"""

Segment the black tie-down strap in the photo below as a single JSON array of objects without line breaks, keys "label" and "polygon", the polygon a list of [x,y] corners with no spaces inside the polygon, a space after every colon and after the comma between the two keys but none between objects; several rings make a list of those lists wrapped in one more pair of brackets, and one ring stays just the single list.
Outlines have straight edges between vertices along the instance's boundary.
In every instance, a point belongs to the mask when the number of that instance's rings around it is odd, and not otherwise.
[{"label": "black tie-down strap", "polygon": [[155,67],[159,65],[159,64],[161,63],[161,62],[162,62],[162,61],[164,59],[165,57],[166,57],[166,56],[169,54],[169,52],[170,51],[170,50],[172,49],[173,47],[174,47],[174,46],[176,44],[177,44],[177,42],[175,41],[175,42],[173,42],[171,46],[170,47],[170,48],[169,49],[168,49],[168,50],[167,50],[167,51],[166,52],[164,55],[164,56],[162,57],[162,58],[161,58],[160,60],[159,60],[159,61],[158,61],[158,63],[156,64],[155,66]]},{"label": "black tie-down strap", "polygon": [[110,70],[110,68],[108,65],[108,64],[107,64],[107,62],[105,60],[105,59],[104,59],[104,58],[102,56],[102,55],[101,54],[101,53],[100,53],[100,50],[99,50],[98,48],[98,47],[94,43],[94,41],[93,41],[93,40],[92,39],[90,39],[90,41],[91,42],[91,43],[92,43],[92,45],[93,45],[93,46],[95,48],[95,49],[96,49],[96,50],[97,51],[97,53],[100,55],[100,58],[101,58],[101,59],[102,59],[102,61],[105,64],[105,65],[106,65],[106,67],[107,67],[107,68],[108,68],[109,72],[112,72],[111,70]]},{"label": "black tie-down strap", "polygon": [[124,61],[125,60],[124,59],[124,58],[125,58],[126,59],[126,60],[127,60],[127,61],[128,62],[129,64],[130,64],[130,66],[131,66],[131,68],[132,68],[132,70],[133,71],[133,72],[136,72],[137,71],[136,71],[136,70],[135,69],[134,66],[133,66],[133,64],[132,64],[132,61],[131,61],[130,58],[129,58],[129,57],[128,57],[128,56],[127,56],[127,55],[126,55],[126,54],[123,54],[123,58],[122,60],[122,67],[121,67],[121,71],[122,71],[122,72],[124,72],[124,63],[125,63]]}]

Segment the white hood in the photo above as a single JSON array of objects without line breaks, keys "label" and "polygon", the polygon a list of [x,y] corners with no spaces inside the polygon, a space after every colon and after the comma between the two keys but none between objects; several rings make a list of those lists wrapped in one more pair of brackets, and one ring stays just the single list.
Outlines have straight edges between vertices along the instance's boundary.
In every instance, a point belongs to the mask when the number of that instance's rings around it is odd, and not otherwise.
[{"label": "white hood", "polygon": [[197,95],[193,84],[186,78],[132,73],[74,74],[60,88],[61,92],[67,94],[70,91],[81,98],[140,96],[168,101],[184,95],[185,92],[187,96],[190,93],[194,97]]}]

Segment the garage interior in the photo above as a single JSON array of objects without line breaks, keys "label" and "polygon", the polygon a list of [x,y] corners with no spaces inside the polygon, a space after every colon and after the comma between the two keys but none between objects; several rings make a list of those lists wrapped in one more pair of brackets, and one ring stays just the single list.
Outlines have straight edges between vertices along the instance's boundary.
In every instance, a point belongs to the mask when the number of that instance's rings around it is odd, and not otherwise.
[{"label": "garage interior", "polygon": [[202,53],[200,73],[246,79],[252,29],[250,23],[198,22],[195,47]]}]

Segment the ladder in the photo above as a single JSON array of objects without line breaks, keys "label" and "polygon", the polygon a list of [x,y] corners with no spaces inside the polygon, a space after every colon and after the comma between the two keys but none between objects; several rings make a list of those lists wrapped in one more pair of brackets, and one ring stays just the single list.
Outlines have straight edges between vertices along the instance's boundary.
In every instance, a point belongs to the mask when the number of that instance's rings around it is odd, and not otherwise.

"""

Problem requirements: Render the lines above as a numbered list, leaving out the blank lines.

Result:
1. Segment the black tie-down strap in the photo below as a single JSON array of objects without line breaks, keys "label" and "polygon", the polygon a list of [x,y] corners with no spaces inside the polygon, a space after every colon and after the comma between the two keys but none between objects; several rings make a list of those lists wrapped in one more pair of brackets, and one ring stays just the single list.
2. Outlines have straight edges between vertices along the instance's boundary.
3. In every instance, a point belongs to the mask when the number of that instance's rings around it is odd, and not otherwise.
4. [{"label": "black tie-down strap", "polygon": [[155,67],[159,65],[159,64],[161,63],[161,62],[162,62],[162,61],[164,59],[165,57],[166,57],[166,56],[169,54],[169,52],[170,51],[170,50],[172,49],[173,47],[174,47],[174,46],[176,44],[177,44],[177,42],[175,41],[175,42],[173,42],[171,46],[170,47],[170,48],[169,49],[168,49],[168,50],[167,50],[167,51],[166,52],[164,55],[164,56],[162,57],[162,58],[161,58],[160,60],[159,60],[159,61],[158,61],[158,63],[156,64],[155,66]]},{"label": "black tie-down strap", "polygon": [[110,70],[110,68],[108,65],[108,64],[107,64],[107,62],[105,60],[105,59],[104,59],[104,58],[102,56],[102,55],[101,54],[101,53],[100,53],[100,50],[99,50],[98,48],[98,47],[94,43],[94,41],[93,41],[93,40],[92,39],[90,39],[90,41],[91,42],[91,43],[92,43],[92,45],[93,45],[93,46],[95,48],[95,49],[96,49],[96,50],[97,51],[97,53],[100,55],[100,58],[101,58],[101,59],[102,59],[102,61],[105,64],[105,65],[106,65],[106,67],[107,67],[107,68],[108,68],[109,72],[112,72],[111,70]]},{"label": "black tie-down strap", "polygon": [[124,61],[125,60],[124,59],[124,58],[125,58],[126,59],[126,60],[127,60],[127,61],[128,62],[129,64],[130,64],[130,66],[131,66],[131,68],[132,68],[132,70],[133,71],[133,72],[136,72],[137,71],[136,71],[136,70],[135,69],[134,66],[133,66],[133,64],[132,64],[132,61],[131,61],[130,58],[129,58],[129,57],[128,57],[128,56],[127,56],[127,55],[126,55],[126,54],[123,54],[123,58],[122,60],[122,67],[121,67],[121,71],[122,71],[122,72],[124,72],[124,63],[125,63]]}]
5. Segment the white hood in the photo above as a single JSON array of objects without line breaks, keys "label" and "polygon", the polygon a list of [x,y] corners with no spaces inside the polygon, a space after every colon and after the comma between the two keys but none between objects; several rings make a list of those lists wrapped in one more pair of brackets, and one ring stays just the single list.
6. Outlines have straight edges between vertices along the instance's boundary.
7. In every instance, a point belongs to the mask when the number of that instance's rings around it is odd, and not otherwise.
8. [{"label": "white hood", "polygon": [[197,95],[193,84],[186,78],[132,73],[74,74],[60,88],[61,92],[67,94],[70,91],[81,98],[140,96],[168,101],[184,95],[185,92],[187,96],[190,93],[194,97]]}]
9. Segment the garage interior in the photo above as a single JSON array of objects without line breaks, keys "label" and "polygon", the polygon a list of [x,y] corners with no spaces inside the polygon, a space after every colon and after the comma between the two keys but none between objects; several rings make a list of those lists wrapped in one more pair of brackets, and one ring stays just the single list.
10. Outlines have straight edges between vertices along the instance's boundary.
11. In every instance, a point belongs to the mask when the number of that instance's rings around it is odd, and not otherwise.
12. [{"label": "garage interior", "polygon": [[202,53],[200,73],[246,79],[252,29],[250,23],[198,22],[195,47]]}]
13. Segment the ladder in the photo above as a single JSON array of objects without line breaks, keys "label" and "polygon", the polygon a list of [x,y] corners with no spaces inside the polygon, a space after every colon and after the comma between the two keys but none between objects; several rings make a list of those lists wrapped in one more pair of brackets, and one ring stays just the single list.
14. Outlines have straight edges between vertices along the instance's boundary.
15. In every instance, a point belongs to the mask when the number of that instance's rings around it is odd, and not otherwise.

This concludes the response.